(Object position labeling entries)
BEGIN

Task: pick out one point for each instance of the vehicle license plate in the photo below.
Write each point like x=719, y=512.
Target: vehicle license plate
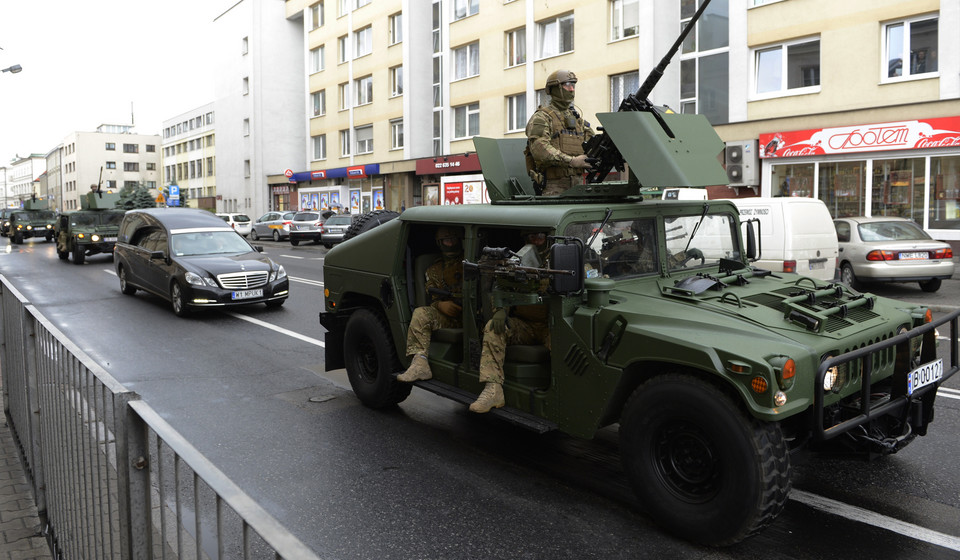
x=924, y=375
x=247, y=294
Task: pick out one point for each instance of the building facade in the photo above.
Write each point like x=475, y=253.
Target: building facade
x=190, y=160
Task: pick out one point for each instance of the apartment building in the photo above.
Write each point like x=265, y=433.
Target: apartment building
x=114, y=156
x=189, y=158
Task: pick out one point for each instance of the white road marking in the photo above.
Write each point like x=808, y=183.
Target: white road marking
x=877, y=520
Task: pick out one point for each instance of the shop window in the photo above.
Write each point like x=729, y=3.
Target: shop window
x=944, y=193
x=897, y=188
x=793, y=180
x=842, y=186
x=914, y=41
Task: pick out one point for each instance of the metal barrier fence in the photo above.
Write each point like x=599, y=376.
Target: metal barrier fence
x=112, y=478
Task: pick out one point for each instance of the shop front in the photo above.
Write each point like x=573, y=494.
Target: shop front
x=908, y=169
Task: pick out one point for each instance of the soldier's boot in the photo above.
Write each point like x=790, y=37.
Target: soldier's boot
x=419, y=370
x=491, y=397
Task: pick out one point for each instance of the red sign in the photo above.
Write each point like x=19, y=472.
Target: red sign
x=903, y=135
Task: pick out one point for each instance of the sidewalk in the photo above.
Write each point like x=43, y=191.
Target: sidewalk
x=20, y=528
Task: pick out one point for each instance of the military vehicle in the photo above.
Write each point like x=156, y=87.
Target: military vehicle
x=92, y=229
x=716, y=371
x=34, y=220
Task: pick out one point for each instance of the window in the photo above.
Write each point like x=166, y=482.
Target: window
x=364, y=87
x=343, y=94
x=555, y=36
x=516, y=47
x=316, y=59
x=364, y=41
x=320, y=147
x=624, y=19
x=466, y=120
x=396, y=81
x=319, y=99
x=466, y=61
x=464, y=8
x=316, y=15
x=396, y=134
x=342, y=54
x=788, y=67
x=912, y=40
x=621, y=86
x=516, y=112
x=364, y=136
x=395, y=29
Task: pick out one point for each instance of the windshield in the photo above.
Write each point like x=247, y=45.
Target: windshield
x=208, y=243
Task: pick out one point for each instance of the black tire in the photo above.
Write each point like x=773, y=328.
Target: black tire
x=179, y=306
x=371, y=361
x=931, y=285
x=848, y=277
x=125, y=287
x=700, y=466
x=368, y=221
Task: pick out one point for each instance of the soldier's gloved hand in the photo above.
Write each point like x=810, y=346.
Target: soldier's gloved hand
x=581, y=162
x=498, y=323
x=449, y=308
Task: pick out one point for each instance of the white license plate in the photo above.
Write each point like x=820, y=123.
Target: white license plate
x=247, y=294
x=924, y=375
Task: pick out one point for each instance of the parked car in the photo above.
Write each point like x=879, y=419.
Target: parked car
x=192, y=259
x=332, y=230
x=275, y=225
x=306, y=225
x=239, y=222
x=883, y=249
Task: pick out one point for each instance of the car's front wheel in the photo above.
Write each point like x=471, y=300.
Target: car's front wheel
x=702, y=467
x=371, y=361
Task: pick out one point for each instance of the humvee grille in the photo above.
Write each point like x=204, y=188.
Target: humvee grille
x=242, y=280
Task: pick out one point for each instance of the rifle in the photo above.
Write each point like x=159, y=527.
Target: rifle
x=601, y=146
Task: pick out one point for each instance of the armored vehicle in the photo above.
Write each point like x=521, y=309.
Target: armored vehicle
x=716, y=371
x=33, y=221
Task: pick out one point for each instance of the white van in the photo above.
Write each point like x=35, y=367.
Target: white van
x=796, y=235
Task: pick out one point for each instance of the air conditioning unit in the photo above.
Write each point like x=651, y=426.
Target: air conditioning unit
x=742, y=161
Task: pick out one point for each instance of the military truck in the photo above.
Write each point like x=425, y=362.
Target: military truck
x=92, y=229
x=716, y=371
x=34, y=220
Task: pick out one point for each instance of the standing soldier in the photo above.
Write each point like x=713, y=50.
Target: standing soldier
x=445, y=279
x=555, y=137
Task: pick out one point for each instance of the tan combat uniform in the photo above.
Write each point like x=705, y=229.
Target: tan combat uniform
x=555, y=135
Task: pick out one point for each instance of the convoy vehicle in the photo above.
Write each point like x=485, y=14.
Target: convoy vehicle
x=91, y=230
x=716, y=370
x=34, y=220
x=192, y=259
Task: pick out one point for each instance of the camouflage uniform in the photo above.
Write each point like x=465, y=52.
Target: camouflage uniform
x=445, y=274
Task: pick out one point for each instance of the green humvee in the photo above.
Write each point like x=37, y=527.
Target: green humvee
x=34, y=220
x=91, y=230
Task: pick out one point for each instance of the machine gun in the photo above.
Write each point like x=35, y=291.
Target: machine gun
x=601, y=146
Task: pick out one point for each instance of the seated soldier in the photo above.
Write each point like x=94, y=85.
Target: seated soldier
x=444, y=285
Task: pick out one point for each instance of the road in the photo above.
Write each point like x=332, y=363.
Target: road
x=428, y=479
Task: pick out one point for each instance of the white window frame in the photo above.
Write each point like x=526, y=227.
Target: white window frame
x=364, y=145
x=515, y=46
x=515, y=121
x=784, y=52
x=906, y=50
x=544, y=32
x=466, y=61
x=461, y=118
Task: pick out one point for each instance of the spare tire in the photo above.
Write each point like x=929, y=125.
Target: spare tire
x=368, y=221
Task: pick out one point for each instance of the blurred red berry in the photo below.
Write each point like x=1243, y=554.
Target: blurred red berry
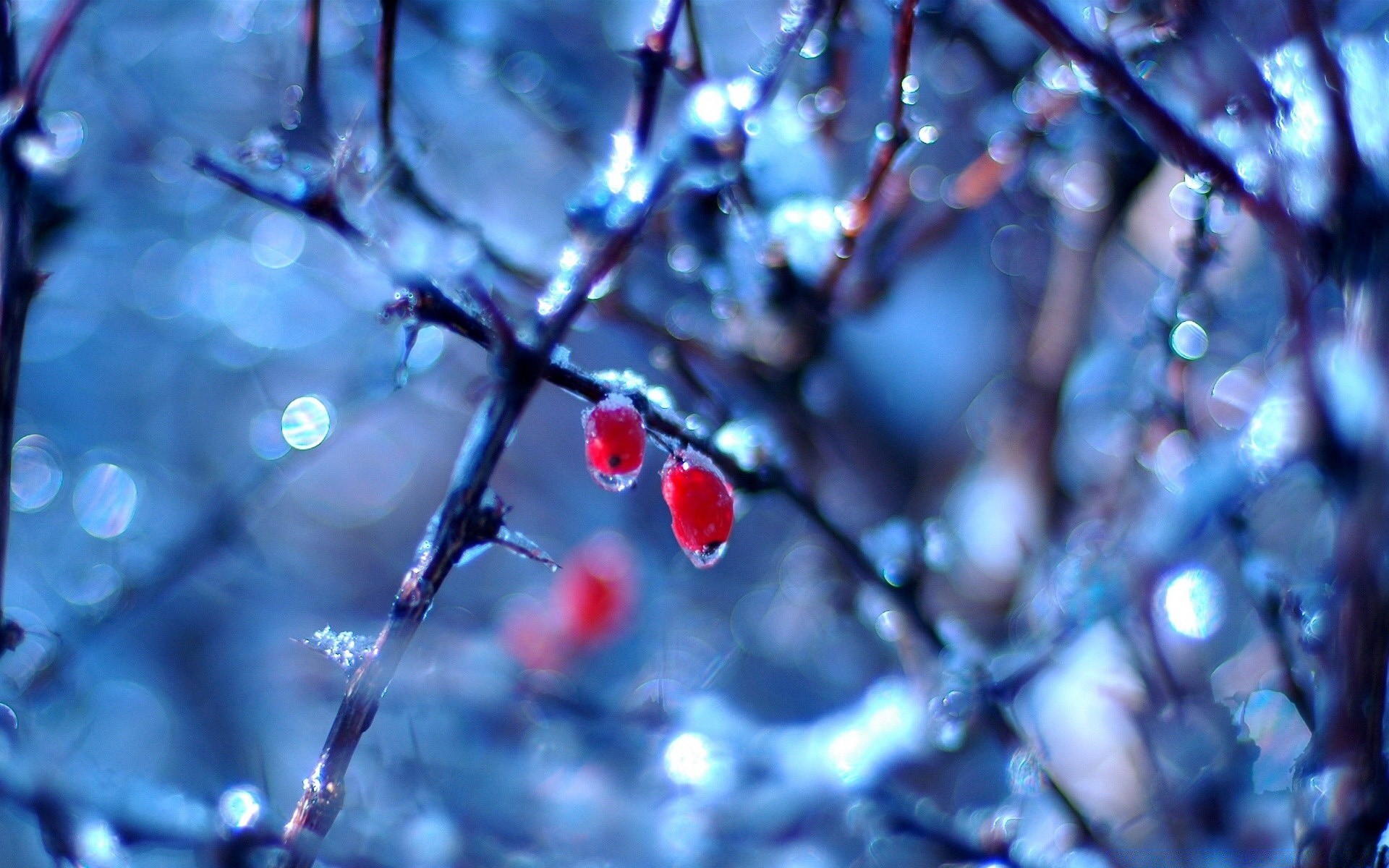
x=595, y=592
x=702, y=506
x=614, y=441
x=534, y=638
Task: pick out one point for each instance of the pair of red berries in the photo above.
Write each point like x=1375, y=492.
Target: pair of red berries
x=699, y=498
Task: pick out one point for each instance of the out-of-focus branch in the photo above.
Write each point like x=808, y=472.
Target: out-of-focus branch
x=860, y=208
x=66, y=816
x=313, y=122
x=470, y=516
x=1306, y=21
x=402, y=175
x=653, y=59
x=20, y=279
x=1155, y=122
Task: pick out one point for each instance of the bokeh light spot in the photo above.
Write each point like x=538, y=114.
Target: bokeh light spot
x=1194, y=603
x=35, y=474
x=104, y=501
x=306, y=422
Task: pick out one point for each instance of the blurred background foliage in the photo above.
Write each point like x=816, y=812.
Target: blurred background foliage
x=1052, y=386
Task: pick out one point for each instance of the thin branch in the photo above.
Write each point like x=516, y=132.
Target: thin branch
x=313, y=122
x=470, y=516
x=402, y=175
x=20, y=279
x=653, y=59
x=694, y=64
x=862, y=208
x=1155, y=122
x=386, y=71
x=1346, y=163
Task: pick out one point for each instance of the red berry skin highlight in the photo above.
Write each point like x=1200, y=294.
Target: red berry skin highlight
x=595, y=592
x=614, y=442
x=702, y=506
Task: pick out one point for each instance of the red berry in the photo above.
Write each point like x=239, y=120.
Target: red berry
x=702, y=506
x=534, y=639
x=614, y=441
x=595, y=590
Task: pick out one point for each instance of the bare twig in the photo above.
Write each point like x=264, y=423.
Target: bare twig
x=402, y=175
x=1155, y=122
x=20, y=279
x=1348, y=167
x=469, y=514
x=860, y=208
x=653, y=59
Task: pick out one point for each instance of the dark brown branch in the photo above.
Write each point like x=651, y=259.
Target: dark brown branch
x=313, y=122
x=386, y=71
x=1155, y=122
x=653, y=59
x=470, y=516
x=402, y=175
x=694, y=66
x=20, y=279
x=862, y=208
x=1346, y=161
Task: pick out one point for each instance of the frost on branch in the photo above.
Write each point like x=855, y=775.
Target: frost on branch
x=344, y=647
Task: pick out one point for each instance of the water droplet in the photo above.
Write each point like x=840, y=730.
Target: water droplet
x=93, y=587
x=1194, y=603
x=807, y=229
x=1274, y=434
x=428, y=349
x=35, y=474
x=688, y=759
x=266, y=438
x=277, y=241
x=616, y=482
x=241, y=807
x=104, y=501
x=709, y=556
x=1186, y=203
x=710, y=113
x=98, y=846
x=1025, y=773
x=306, y=422
x=1189, y=339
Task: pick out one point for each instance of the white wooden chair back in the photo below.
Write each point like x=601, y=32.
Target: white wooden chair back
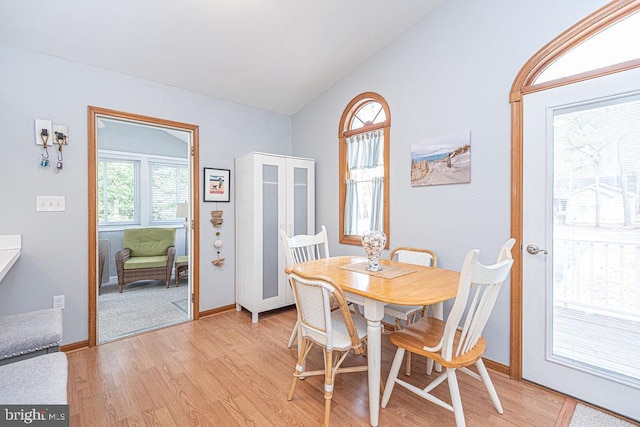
x=417, y=256
x=485, y=283
x=313, y=299
x=305, y=247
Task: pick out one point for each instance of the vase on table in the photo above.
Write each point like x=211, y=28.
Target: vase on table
x=373, y=242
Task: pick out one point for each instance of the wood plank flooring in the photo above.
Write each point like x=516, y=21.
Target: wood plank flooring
x=223, y=370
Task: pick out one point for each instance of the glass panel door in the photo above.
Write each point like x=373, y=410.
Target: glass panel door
x=581, y=241
x=596, y=237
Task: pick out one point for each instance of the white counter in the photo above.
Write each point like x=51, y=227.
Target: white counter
x=10, y=248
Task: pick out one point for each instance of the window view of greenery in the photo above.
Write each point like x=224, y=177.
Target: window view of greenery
x=117, y=194
x=596, y=231
x=169, y=186
x=138, y=191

END

Repeat exactly the lines in the entries from the one containing "back in the photo below." to the final line, inclusive, and nothing beyond them; skip pictures.

Task: pick out one point for each instance of the white wooden chair back in the photo below.
Write each point like x=601, y=32.
Target: white wooden chair back
x=417, y=256
x=485, y=283
x=313, y=299
x=305, y=247
Task: pick out one point for each instance of the vase on table in the photo above.
Write each point like x=211, y=28.
Target: vase on table
x=373, y=242
Task: pick out one point for each instance of the wood plank flooring in the photo above.
Write each point like x=516, y=21.
Target: wood plank flooring
x=223, y=370
Task: pick out one point for each instance of the glass panel door in the photo above.
Write each point like x=373, y=410.
Target: glass panel door
x=581, y=241
x=596, y=237
Task: pick out one point for each instance of the white counter in the photo above.
Write each point like x=51, y=227.
Target: white counter
x=10, y=248
Task: pick out one point for each instance of the window view of greenery in the photo above.
Write each point like x=224, y=177.
Target: window view of greenery
x=117, y=194
x=596, y=231
x=169, y=186
x=138, y=191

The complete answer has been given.